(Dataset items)
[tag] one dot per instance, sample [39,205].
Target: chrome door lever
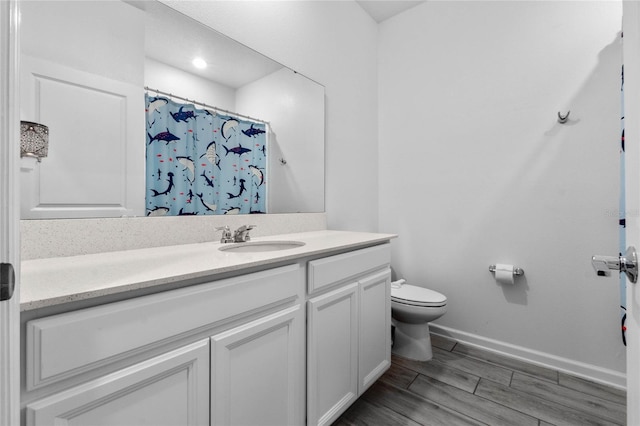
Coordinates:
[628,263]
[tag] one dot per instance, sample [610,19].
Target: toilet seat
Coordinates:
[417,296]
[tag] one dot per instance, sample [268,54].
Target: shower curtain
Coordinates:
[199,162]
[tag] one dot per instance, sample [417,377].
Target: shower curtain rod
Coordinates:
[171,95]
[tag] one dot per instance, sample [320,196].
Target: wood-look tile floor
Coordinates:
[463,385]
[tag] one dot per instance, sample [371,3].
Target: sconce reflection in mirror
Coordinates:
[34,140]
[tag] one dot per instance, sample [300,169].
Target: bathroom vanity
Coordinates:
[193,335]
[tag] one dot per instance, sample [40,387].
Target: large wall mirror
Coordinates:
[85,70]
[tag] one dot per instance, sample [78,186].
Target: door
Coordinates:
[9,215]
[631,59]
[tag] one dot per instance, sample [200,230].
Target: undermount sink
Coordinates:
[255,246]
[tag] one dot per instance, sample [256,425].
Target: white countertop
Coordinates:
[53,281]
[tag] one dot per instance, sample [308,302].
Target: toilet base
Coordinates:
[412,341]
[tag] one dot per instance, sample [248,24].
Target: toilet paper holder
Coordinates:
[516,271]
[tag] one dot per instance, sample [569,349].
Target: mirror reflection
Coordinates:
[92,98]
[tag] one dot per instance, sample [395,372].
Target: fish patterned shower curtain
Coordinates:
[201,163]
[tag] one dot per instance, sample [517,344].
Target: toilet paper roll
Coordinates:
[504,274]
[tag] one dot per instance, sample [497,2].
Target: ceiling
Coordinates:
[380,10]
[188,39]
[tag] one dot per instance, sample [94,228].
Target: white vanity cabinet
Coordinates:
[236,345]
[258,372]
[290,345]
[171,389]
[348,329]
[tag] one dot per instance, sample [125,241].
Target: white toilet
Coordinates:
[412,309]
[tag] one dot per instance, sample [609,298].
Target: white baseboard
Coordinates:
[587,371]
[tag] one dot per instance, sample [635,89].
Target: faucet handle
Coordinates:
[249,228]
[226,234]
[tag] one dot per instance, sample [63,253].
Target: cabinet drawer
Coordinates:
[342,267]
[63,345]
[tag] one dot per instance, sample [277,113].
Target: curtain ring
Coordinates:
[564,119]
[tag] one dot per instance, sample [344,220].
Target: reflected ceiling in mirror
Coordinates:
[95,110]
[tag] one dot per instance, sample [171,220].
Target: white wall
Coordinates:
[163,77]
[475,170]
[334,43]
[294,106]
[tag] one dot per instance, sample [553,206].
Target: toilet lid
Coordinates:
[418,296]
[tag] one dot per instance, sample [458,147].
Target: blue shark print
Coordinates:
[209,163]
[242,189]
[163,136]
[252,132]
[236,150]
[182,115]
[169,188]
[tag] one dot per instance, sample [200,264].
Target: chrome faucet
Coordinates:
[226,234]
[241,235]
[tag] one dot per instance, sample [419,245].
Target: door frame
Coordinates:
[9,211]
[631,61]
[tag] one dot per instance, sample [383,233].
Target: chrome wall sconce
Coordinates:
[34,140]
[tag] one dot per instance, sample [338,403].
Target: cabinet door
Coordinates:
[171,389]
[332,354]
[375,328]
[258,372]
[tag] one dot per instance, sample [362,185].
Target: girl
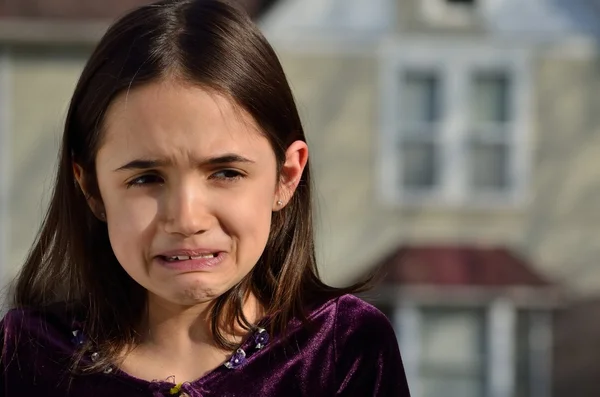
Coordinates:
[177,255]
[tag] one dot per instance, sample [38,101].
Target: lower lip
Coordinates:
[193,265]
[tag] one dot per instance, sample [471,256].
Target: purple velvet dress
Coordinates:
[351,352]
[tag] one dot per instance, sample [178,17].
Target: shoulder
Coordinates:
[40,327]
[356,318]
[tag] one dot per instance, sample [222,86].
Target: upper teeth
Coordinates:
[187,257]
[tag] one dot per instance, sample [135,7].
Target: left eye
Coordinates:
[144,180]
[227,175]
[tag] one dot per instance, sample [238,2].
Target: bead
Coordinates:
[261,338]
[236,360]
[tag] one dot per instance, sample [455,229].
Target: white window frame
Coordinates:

— DIRECTIONS —
Do not copy the pictures, but repeat every line exactly.

— RESULT BELOW —
[tag] one dot per instance, sample [39,205].
Target: chrome door lever
Coordinates:
[628,263]
[tag] one dot per instance, sample [610,19].
Target: toilet seat
Coordinates:
[417,296]
[tag] one dot per instance, sample [268,54].
Target: shower curtain
Coordinates:
[199,162]
[tag] one dot per instance, sample [417,377].
Target: shower curtain rod
Coordinates:
[171,95]
[tag] one dot per instance, sample [320,196].
Target: wood-look tile floor
Coordinates:
[463,385]
[tag] one dot per instance, sample [371,3].
Target: sconce reflection in mirror
Coordinates:
[34,140]
[tag] one dot per instance, sample [300,169].
Target: bathroom vanity
Coordinates:
[193,335]
[tag] one dot per instance, sample [40,387].
Target: large wall mirror
Coordinates:
[85,70]
[tag] one dot per instance, sample [78,186].
Target: door
Coordinates:
[9,215]
[631,59]
[tag] one dot per instance, sample [200,230].
Target: undermount sink
Coordinates:
[255,246]
[tag] one dot per instance, sample [256,425].
Target: white countertop
Coordinates:
[53,281]
[tag] one dot per instance, sample [308,302].
Target: toilet base
Coordinates:
[412,341]
[tag] one dot per instance, sample [248,24].
Target: toilet paper holder
Coordinates:
[516,271]
[tag] one dot per instance, sample [569,349].
Target: mirror reflection
Coordinates:
[92,98]
[tag] one dot per instance, sample [395,372].
Target: fish patterned shower curtain
Coordinates:
[201,163]
[tag] one dot per instance, sample [517,344].
Target: toilet paper roll
Coordinates:
[504,274]
[tag] one dot per instance, sample [497,2].
Target: ceiling
Coordinates:
[380,10]
[188,39]
[tag] one dot per instance, sample [94,228].
Target: white vanity cabinet
Coordinates:
[236,345]
[258,372]
[290,345]
[171,389]
[348,329]
[tag] one dot per instance, sample [125,241].
Target: white toilet
Coordinates:
[412,309]
[tag] one dot per instance, sample [609,298].
Target: white baseboard
Coordinates:
[587,371]
[tag] one dot per instance, sample [635,89].
Target: faucet handle
Coordinates:
[249,228]
[226,234]
[tag] one dot per instance, sample [63,253].
Target: cabinet drawer
Coordinates:
[342,267]
[63,345]
[tag] one dot per instance, sample [277,113].
Target: curtain ring
Coordinates:
[564,119]
[tag] one dot per instance, sample [344,220].
Target: reflected ceiling in mirror
Coordinates:
[95,110]
[tag] one dot per instance, sample [171,220].
Target: white wall
Coordinates:
[163,77]
[475,170]
[334,43]
[294,106]
[tag] one dot per instance, sample [553,206].
Target: toilet lid
Coordinates:
[418,296]
[tag] one dot per instance, sample [458,147].
Target: blue shark print
Coordinates:
[209,163]
[242,189]
[163,136]
[252,132]
[236,150]
[182,115]
[169,188]
[tag] one dot per instance, sample [200,264].
Target: chrome faucet
Coordinates:
[226,234]
[241,235]
[tag] one dot per instance, sample [419,245].
Target: door frame
Coordinates:
[9,211]
[631,61]
[tag] one dot per instance, sample [383,233].
Target: chrome wall sconce
Coordinates:
[34,140]
[tag] one dot per instance, sample [338,403].
Target: cabinet door
Coordinates:
[171,389]
[332,354]
[375,328]
[258,372]
[tag] one dot per instance, sample [362,185].
Target: girl
Coordinates:
[177,255]
[tag] one dot per instance, sample [38,101].
Target: lower lip
Coordinates:
[193,265]
[tag] one dot per instance, sample [471,256].
Target: purple velvet dress
Coordinates:
[351,352]
[tag] one dot per instance, sample [178,17].
Target: shoulder
Coordinates:
[40,327]
[356,318]
[tag] one dot per instance, sample [222,86].
Target: upper teeth
Coordinates:
[187,257]
[tag] one dot per instance, sample [135,7].
Target: left eye
Coordinates:
[144,180]
[227,175]
[tag] one dot per instance, sample [238,2].
Target: bead
Coordinates:
[261,338]
[236,360]
[tag] one dot per instance, sample [455,229].
Target: white window frame
Coordinates:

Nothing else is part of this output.